┏━━
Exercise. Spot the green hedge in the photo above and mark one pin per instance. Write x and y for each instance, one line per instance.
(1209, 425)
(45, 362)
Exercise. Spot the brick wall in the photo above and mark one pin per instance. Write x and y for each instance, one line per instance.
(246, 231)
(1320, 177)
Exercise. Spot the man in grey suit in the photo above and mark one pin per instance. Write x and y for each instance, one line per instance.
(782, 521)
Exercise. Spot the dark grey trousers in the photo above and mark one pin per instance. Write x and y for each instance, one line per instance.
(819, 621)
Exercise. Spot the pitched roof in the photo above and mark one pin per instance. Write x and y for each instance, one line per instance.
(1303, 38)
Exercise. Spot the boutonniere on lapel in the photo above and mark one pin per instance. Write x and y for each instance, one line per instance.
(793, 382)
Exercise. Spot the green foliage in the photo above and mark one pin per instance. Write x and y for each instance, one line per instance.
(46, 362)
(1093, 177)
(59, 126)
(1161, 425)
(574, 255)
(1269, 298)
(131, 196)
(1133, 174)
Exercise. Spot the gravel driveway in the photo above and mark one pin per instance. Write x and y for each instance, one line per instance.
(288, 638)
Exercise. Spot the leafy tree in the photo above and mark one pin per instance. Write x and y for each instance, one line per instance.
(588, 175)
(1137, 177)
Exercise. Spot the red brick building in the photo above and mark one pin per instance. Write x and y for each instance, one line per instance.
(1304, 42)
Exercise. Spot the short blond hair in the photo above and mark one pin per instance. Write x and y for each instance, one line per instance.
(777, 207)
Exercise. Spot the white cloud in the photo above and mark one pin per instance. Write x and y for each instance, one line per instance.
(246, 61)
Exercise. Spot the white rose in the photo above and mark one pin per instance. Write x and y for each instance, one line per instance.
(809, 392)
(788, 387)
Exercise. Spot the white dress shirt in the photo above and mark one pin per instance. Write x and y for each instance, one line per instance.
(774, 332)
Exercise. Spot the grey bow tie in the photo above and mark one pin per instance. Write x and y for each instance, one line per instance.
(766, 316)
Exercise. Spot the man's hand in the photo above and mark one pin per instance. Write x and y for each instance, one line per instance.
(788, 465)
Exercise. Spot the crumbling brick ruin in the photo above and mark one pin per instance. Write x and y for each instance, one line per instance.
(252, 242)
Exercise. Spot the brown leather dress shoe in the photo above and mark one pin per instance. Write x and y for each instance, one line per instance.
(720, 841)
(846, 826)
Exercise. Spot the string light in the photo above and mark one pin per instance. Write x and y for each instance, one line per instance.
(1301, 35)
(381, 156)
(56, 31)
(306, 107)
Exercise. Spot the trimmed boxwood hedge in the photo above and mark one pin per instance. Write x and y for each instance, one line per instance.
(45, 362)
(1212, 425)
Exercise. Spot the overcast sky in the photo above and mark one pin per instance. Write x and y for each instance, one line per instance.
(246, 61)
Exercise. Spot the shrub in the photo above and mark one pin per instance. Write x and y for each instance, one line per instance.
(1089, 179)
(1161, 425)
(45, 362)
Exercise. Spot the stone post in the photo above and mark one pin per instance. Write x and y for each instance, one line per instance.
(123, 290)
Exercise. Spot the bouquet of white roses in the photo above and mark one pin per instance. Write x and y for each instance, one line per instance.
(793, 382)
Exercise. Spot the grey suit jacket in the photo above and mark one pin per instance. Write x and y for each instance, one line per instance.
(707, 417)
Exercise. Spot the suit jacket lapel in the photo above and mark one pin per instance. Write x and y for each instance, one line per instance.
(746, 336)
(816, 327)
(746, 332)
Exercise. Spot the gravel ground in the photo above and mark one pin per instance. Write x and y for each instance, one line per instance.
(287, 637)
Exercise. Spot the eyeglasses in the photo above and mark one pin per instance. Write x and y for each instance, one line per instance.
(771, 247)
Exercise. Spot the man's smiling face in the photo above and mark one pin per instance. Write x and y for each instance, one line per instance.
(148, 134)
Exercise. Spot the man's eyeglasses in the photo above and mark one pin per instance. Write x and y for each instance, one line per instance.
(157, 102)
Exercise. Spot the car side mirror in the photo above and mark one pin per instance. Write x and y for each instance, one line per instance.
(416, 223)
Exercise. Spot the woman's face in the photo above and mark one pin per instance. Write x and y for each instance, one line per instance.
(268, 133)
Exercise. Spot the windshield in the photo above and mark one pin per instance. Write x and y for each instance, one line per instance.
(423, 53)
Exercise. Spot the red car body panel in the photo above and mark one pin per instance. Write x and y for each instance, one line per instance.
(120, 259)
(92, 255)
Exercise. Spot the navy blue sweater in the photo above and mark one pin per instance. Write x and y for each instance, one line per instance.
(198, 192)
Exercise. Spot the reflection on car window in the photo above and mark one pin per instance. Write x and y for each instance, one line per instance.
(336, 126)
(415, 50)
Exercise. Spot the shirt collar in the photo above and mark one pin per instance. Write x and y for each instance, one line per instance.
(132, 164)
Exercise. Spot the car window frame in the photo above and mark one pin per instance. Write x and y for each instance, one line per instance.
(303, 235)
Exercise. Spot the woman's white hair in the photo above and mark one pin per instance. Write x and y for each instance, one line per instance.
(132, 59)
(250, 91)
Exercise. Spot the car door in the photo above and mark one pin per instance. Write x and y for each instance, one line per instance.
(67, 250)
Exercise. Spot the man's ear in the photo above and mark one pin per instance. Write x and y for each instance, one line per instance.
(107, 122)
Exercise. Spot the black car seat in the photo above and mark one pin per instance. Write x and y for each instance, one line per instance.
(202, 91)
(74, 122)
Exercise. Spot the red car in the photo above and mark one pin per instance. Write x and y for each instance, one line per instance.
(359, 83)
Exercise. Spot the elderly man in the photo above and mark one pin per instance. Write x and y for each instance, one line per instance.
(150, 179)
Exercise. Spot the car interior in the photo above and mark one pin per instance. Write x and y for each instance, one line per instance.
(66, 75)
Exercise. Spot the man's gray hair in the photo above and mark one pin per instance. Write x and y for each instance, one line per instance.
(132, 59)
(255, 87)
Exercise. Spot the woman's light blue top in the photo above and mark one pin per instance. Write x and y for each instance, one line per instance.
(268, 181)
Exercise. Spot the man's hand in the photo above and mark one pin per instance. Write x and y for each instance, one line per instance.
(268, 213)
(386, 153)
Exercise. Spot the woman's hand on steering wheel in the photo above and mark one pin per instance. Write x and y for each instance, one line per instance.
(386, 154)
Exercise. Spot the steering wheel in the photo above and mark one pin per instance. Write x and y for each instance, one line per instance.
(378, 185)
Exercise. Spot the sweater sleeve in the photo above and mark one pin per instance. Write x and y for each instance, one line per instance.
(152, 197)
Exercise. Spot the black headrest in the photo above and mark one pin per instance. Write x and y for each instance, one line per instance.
┗━━
== DIRECTIONS FOR THIS TASK ==
Repeat the listing above without any change.

== RESPONSE BELOW ==
Exercise. Spot the green hedge in the photo above and mark one pin per instance. Write x and y for each instance, one line per instance.
(1209, 425)
(45, 362)
Exercise. Spot the brick wall in the photo above and mark one pin per instance. Write x and y for each instance, one line per instance.
(246, 231)
(1320, 177)
Exercise. Spot the man in grey suit in the photo above and mark one pin per instance. Write x and y for each instance, one line per instance.
(782, 521)
Exercise. Spot the dark grey trousers in the photo above and mark one pin per instance. Write x and y for each instance, one line per instance.
(819, 621)
Exercise. Spot the pitched roof in the photo above and mark one pin per instance. Write x and y for each instance, one line per instance.
(1303, 38)
Exercise. Spot the boutonniere on lapel in the photo above and mark one pin per instance. Write x and y for each instance, one line per instance.
(793, 382)
Exercise. Spot the green foliage in the photo above and mark one pin per instance. Write x and y for each instance, one line per instance.
(46, 362)
(1093, 177)
(59, 126)
(1161, 425)
(574, 255)
(1269, 298)
(131, 196)
(1133, 174)
Exercise. Spot the gravel driveway in the photo above and mark one pin per instance. Write x and y for each instance, one line per instance.
(288, 638)
Exercise. Spot the leafy tree in the photo above and mark one pin per instance. Write x and y for each instance, one line per instance.
(588, 175)
(1137, 177)
Exercise. Spot the red brick building in the photo above and mark one pin per instance. Write x and y for each instance, one line per instance.
(1304, 42)
Exercise. Spot the short blond hair in the photo above and mark one pin per instance. Write x and y for each instance, one line per instance.
(777, 207)
Exercise. Spot the white cloud in the photo above and mark one pin per instance. Write x and y for each instance, one line per instance.
(246, 61)
Exercise. Spot the white rose in the photo above and mark one pin per instance. Write x and y for each instance, one line per instance.
(809, 392)
(788, 387)
Exercise. Spot the white dress shirt in the photo above and mark one pin per instance. Write x and y for each instance, one line per instance.
(774, 332)
Exercise. Spot the grey bow tie in the photo above and mark one pin per instance. Write x and y for each instance, one line per instance.
(766, 316)
Exercise. Spot the man's hand in the photo above and mark one pin per instance. Write x and y for each instance, one line per instance.
(788, 465)
Exercise. Spot the crumbling brick ruin in the photo above and mark one pin per instance. Write x and y for each instance, one line per instance.
(252, 242)
Exercise. Spot the brown leather dress shoe in the photo above and mark one pin per instance. Write x and y for each instance, one line per instance.
(720, 841)
(846, 826)
Exercise. Spot the string light in the photo above and mark one pin per instance. Write x and y for each instance, one line per instance.
(1301, 35)
(381, 156)
(56, 31)
(306, 107)
Exercise. Spot the trimmed boxwood hedge in the photo above and mark one pin per instance. Write x and y for each instance, one line per instance.
(45, 362)
(1212, 425)
Exercise. Spot the overcast sky in the photo above and mark one pin per instance. Write x and y for each instance, one line per instance.
(246, 61)
Exercise. Spot the shrub in the photo above and mark one pin per instance. Write x and y for each instance, one line per instance.
(1089, 179)
(1161, 425)
(45, 362)
Exercise. Spot the stone post in the photo above and mark one pin per instance. Write x and y for each instance, one line per instance.
(123, 290)
Exercise. Spot the bouquet of white roses in the photo above and mark one pin per instance. Write x and y for each instance, one line per instance.
(793, 382)
Exercise. Spot the grey suit jacket in the photo above and mark one pin per instance. Write x and y for each instance, one line per instance.
(707, 417)
Exercise. Spot the suit jacket lapel in the photo above and mark one pin per instance. Write x and y for each instance, one line per instance.
(746, 336)
(816, 327)
(746, 332)
Exercise. Spot the gravel ground in the photo above and mark one pin per instance. Write x and y for each instance, one line per instance.
(287, 637)
Exercise. Spot the eyeglasses in the photo above and mark one pin per instance. Write x and y for each instance, one line per instance.
(771, 247)
Exercise. Spot the man's smiling face in the photo above and mark one pin per instance. Write x and y for each instance, one line per instance.
(148, 134)
Exercise. Spot the man's eyeglasses in the photo above and mark one pin per instance. Write x and y for each instance, one line per instance.
(157, 102)
Exercise. Spot the car side mirror in the photo above and mark one pin per instance. Write x and y for each instance, one line per instance.
(416, 223)
Exercise. Spot the woman's face in the photo above and mark one pin per instance. Write x and y for each instance, one line per instance.
(268, 133)
Exercise. Spot the windshield in the photo above and mark one pin per instance. Write x and y for each instance, one line per instance.
(423, 53)
Exercise. Spot the red car body panel in the photo above and mark one pin per instance. Write x and y for each instance, one line per instance.
(120, 259)
(92, 255)
Exercise. Spot the navy blue sweater in the photo above and mark one pin per instance. Write x and y for each instance, one line per instance.
(198, 192)
Exercise. Spot the reflection on car window in the photo above and mark one pin per instance. Write x and y for each instance, one line per instance.
(336, 126)
(415, 50)
Exercise. Spot the shirt collar in the photo above and mark one pin per instance. Write x and y for each instance, one line per instance.
(132, 164)
Exercise. Spot the car window frame in the photo above and mark one pin per instance. Write x and y for each instance, one line per instance.
(303, 235)
Exercise. Spot the woman's white hair in the photo above and mark one pin per instance. Write x and y for each instance, one line per instance.
(132, 59)
(250, 91)
Exercise. Spot the car door in the photo above and mark one pin per instance. Write x and y for each instance, one line per instance.
(67, 250)
Exercise. Spot the man's ear in the photo above and mark one pin per instance. Write x and y for each instance, one line per instance.
(107, 122)
Exercise. Spot the black car seat in the photo above and mark one pin per instance. Write x and y for each instance, one line per instance.
(202, 91)
(74, 122)
Exercise. Spot the red car in the photo above and mark one pin per instance. Write x and y for each instance, one line per instance.
(359, 83)
Exercise. Spot the elderly man in the photo above and mark one pin per instance. Write x and y for each instance, one line per instance.
(150, 179)
Exercise. Spot the car interior in the photo above and mark one pin per instance. Write x and y for each instance, one line per instance.
(66, 75)
Exercise. Spot the man's gray hair in the photo above and mark one pin per instance. Write x and y for each instance, one line per instance.
(132, 59)
(255, 87)
Exercise. Spot the woman's light blue top in the photo above and mark one pin per instance. Write x and y for each instance, one line per instance.
(268, 181)
Exercise. Spot the man's hand in the photo above and mark one pin per instance. Write x and y for each instance, one line per instance.
(268, 213)
(386, 153)
Exercise. Spot the woman's hand on steering wheel in the photo above and mark one pin per instance. Write x and y for each instance, one line per instance.
(386, 154)
Exercise. Spot the steering wheel in the photo above and mark one pin per instance. Write x and y for each instance, one line per instance.
(378, 185)
Exercise. Spot the sweater sleeve in the photo above and mark one pin per instance. Write x and y for each instance, one line per instance.
(152, 197)
Exercise. Spot the black headrest in the photo above and mark one pin per instance. Write x and y for each instance, one line per instance.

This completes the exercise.